Required task: Reproduce exactly, with no other output, every line of the data below from the line containing "the car rear" to the end, inclusive.

Record excerpts:
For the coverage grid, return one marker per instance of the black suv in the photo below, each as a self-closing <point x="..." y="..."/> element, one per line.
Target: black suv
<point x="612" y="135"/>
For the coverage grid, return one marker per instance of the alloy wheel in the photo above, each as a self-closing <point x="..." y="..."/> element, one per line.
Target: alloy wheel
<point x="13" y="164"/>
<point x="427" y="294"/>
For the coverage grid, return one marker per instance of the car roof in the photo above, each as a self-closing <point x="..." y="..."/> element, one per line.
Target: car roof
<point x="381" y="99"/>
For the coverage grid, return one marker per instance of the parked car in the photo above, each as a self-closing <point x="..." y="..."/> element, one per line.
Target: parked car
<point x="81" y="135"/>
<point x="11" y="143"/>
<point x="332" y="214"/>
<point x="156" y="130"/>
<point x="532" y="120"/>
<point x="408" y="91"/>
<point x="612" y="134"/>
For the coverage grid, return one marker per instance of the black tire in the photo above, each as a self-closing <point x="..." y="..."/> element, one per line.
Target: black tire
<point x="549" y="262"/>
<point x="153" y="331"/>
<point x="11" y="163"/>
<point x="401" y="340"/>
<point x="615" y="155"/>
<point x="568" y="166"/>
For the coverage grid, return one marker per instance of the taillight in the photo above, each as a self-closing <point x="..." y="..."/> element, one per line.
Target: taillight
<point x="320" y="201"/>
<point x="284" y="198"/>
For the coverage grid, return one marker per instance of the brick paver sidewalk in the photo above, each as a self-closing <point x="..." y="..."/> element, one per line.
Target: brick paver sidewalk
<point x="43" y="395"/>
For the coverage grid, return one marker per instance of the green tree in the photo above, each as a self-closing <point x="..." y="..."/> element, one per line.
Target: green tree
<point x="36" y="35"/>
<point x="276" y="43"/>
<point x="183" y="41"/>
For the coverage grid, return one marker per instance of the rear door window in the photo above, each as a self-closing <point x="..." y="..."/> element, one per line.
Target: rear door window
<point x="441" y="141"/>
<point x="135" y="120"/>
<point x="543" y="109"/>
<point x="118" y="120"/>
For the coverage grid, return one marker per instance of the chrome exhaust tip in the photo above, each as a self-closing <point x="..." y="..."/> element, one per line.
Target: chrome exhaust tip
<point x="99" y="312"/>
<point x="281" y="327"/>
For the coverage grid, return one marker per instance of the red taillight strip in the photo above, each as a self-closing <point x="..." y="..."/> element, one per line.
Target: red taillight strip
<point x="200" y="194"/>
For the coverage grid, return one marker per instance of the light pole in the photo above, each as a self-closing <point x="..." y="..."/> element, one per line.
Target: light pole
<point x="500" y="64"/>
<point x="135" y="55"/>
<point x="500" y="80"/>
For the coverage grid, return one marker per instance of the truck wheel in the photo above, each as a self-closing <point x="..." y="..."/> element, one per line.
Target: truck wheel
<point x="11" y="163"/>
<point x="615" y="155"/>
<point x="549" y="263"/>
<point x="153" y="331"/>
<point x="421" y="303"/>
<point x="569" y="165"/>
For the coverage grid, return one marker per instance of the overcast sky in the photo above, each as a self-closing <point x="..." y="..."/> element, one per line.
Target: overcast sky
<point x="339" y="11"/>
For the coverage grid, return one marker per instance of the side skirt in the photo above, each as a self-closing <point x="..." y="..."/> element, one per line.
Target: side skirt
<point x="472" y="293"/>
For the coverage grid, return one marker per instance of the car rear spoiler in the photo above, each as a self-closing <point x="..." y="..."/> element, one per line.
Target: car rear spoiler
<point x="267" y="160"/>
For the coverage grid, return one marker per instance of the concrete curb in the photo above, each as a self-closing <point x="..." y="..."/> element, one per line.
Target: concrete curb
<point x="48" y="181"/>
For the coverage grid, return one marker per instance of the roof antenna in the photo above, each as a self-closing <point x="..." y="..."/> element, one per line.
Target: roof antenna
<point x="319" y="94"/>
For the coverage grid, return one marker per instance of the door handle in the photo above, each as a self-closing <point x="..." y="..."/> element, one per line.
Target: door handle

Solution for this task:
For the coverage grid, return one marker per instance of the car rear spoiler in the photo above, each as a self-closing <point x="..." y="..."/> element, one per line.
Target: car rear spoiler
<point x="267" y="160"/>
For the coverage grid, return one marker per instance of the concrete curb in the photo above, each as a self-closing <point x="..." y="..."/> element, one per line.
Target: concrete curb
<point x="48" y="181"/>
For the coverage grid, return one marker per instance of the roof antenna in the photo above, each as a self-closing <point x="..." y="..."/> element, one per line.
Target: roof antenna
<point x="319" y="94"/>
For the coverage grid, return one marker per instance of the door handle in the photo above, each as a self-closing <point x="..." y="..."/> element, one per line.
Target: door handle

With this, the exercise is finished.